--- EXERCISE MATERIALS ---
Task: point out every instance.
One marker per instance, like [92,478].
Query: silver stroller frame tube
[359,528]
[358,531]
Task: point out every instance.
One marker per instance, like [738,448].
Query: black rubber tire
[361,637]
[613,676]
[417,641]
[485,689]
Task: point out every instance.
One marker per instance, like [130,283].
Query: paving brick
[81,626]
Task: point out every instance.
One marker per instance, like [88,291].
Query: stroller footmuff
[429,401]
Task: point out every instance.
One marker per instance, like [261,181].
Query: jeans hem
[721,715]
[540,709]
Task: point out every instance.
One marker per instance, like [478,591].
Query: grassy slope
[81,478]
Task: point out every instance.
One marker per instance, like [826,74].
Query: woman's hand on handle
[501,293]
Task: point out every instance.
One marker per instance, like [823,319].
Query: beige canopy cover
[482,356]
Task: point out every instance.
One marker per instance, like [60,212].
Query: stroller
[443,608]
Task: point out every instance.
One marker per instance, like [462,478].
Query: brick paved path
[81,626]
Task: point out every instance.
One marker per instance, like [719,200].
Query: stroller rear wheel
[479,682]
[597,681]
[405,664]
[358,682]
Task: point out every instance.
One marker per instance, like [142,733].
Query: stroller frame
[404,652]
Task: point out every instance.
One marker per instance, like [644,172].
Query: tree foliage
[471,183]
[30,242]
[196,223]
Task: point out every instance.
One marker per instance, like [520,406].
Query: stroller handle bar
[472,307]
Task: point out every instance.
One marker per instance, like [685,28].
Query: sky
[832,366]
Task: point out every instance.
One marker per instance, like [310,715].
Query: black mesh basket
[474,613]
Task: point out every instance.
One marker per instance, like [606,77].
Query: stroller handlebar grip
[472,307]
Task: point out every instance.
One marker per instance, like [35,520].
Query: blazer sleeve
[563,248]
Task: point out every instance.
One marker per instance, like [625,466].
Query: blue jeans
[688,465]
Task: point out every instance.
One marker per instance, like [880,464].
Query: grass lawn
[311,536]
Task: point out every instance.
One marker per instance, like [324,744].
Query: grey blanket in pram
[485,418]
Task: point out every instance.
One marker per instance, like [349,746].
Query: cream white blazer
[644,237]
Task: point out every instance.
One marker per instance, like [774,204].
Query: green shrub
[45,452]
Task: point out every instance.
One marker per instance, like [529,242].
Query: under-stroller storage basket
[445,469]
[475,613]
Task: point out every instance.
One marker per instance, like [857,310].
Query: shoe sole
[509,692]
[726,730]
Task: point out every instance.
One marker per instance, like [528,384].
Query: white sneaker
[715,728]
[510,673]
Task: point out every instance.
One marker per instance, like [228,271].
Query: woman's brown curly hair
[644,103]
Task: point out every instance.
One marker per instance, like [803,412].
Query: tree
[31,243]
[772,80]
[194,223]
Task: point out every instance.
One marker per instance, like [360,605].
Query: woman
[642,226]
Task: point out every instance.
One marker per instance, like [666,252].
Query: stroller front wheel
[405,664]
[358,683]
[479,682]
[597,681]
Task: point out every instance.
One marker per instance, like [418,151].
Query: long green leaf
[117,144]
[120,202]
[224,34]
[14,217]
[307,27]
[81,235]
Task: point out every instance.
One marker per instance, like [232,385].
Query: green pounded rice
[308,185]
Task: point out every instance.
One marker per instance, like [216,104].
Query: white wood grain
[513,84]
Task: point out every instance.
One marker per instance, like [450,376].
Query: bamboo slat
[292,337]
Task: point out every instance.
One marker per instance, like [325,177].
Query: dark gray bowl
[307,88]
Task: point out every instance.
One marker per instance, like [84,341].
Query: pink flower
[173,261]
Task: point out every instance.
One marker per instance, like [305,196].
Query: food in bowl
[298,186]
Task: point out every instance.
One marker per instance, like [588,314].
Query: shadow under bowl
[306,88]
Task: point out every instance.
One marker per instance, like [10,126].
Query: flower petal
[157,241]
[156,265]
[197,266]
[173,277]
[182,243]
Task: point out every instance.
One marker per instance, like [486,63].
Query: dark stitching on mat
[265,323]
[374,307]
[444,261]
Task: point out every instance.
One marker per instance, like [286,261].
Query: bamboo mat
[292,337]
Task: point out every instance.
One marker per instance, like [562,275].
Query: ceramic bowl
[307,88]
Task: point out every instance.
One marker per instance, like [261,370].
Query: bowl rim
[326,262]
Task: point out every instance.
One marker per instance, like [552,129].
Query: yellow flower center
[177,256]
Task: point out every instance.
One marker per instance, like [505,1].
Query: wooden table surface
---
■ **WRITTEN EXERCISE**
Filter the records and copy every line that contains the word "woman".

■ **TASK ANSWER**
Query: woman's hand on handle
Query: woman's brown curly hair
Query: woman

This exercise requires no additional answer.